:: Tasks to carry out ::
1) From the running essay below, extract the part that opens with the words containing "THIS is what" and closes with "for the sport?".
2) Answer these questions from the running essay below:
(a) For how many months has the writer held onto TJ's words?
(b) How many back-to-back weekends of kids' birthday parties came in late August?
(c) To whom did the writer write in a workout submission?

:: Given text ::

I’ll admit it- at that moment I became a tad defensive about Miss. E, her goals and the possibilities around her running career. What was Yoda TJ trying to say? That she wasn’t going to BQ? That she didn’t have what it takes?! It wasn’t true- not in the least. I felt it in my bones that this girl was something special and was going to crush it come race day. But TJ wasn’t really talking about E specifically, he was talking about all runners with a goal, a dream and a race.
TJ was SO emphatic with his words that I have held onto them for the better part of a year. For ten months I have held onto his notion of potential being a very dirty word in the run-game. For ten months I have let his words enter and escape my mind during long runs trying to visualize the picture that he saw so clearly. My mind was aflutter on long runs trying to interpret his latest enigma, “Is potential really something dirty, bad, and negative? Or is that just untapped potential? Aren’t we all made up of potential- and unlimited possibilities? Doesn’t that incite us, motivate us and literally move us forward? But bad and dirty. Hmmm. I just don’t get it.” No matter how hard I tried I just couldn’t make sense of his words, so I tucked them away until recently.
After two years of (relatively) effortlessly improving in my personal run-game this season has proven different. As my pace quickly improved in training often thought of myself as a runner with a lot of potential. Yet this season I have found myself having to push harder than ever before to make even small improvements on the road (ahem, sub20 by two seconds). While I spend some training days effortlessly gliding, other runs my legs feel like cement bricks that don’t want to budge. The cement days are the absolute worst. They are usually accompanied with a tall glass of life stress and a side order of salty tears. They are few and far between, but they are frustrating and exhausting all the same. They make me wonder if all the miles and all the effort is worth it. They make me wonder if the reason why I have to try to so hard is because I don’t have what it takes. What if I don’t?
In late August I found myself in the midst of a storm of life stress, work and a sudden onslaught of 3 back to back weekends of kids birthday parties so much so that I found myself feeling distracted and drained on training runs. During a workout submission I even wrote to Beth, “”Some days I’m sick of working so hard at everything- running, work, life. Why can’t this just come easy?” Beth, along with other friends and mentors reminded me that when it comes to running you get what you give. Some days are supposed to be hard. Some days are supposed to test us. A true testament of our strength is how we respond and rebuild from the tough days.
Then there are the ‘gliding days’; they are by far the best days when I feel focused, calm and at peace on the road. Yes, my pace is typically faster those days, but it’s not just the number that energizes me. It’s being capable, feeling confident and ready to tackle endless possibilities. These days have me dreaming of crushing PR’s, registering for future races and all of the glorious training miles in-between. These days embody my passion.
Unfortunately with the run game you don’t get to choose from a menu on what day you get. Some times you get cement for breakfast and some days you get to glide.
Taken together strength and passion can make an athlete unstoppable, and possibly even better than an athlete with genetic potential who lacks passion and drive.
THIS is what TJ was trying to convey 10 months ago during his Friday night running store ramblings. Maybe an athlete’s success isn’t based off of potential at all. What if an athlete’s success is determined by his or her strength and passion for the sport?
What does this all mean?
It means E BQ’ed at her first marathon, the Boston Marathon.
It means I finally broke 20.
It means the sky’s the limit.
It means that passion, not potential, is the real measuring stick when you toe the line.

:: Raw data ::
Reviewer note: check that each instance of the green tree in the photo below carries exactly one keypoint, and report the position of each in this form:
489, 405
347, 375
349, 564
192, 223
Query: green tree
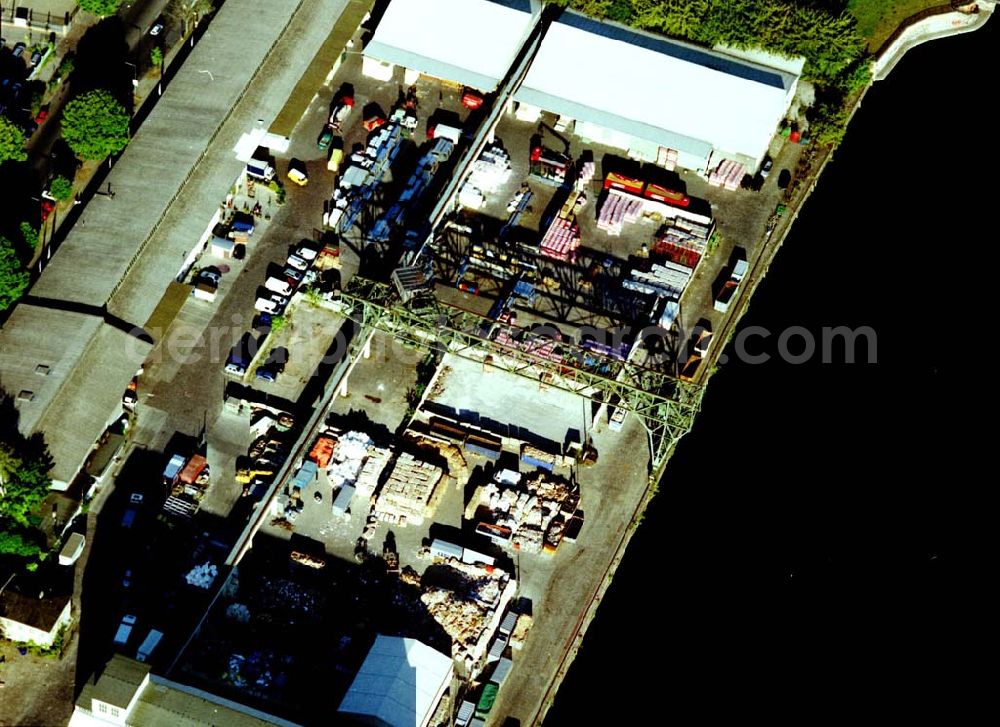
15, 542
11, 141
14, 279
95, 125
189, 12
61, 188
101, 8
26, 482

:: Solution list ::
1)
THIS is what TJ was trying to convey 10 months ago during his Friday night running store ramblings. Maybe an athlete’s success isn’t based off of potential at all. What if an athlete’s success is determined by his or her strength and passion for the sport?

2)
(a) Ten months.
(b) Three.
(c) Beth.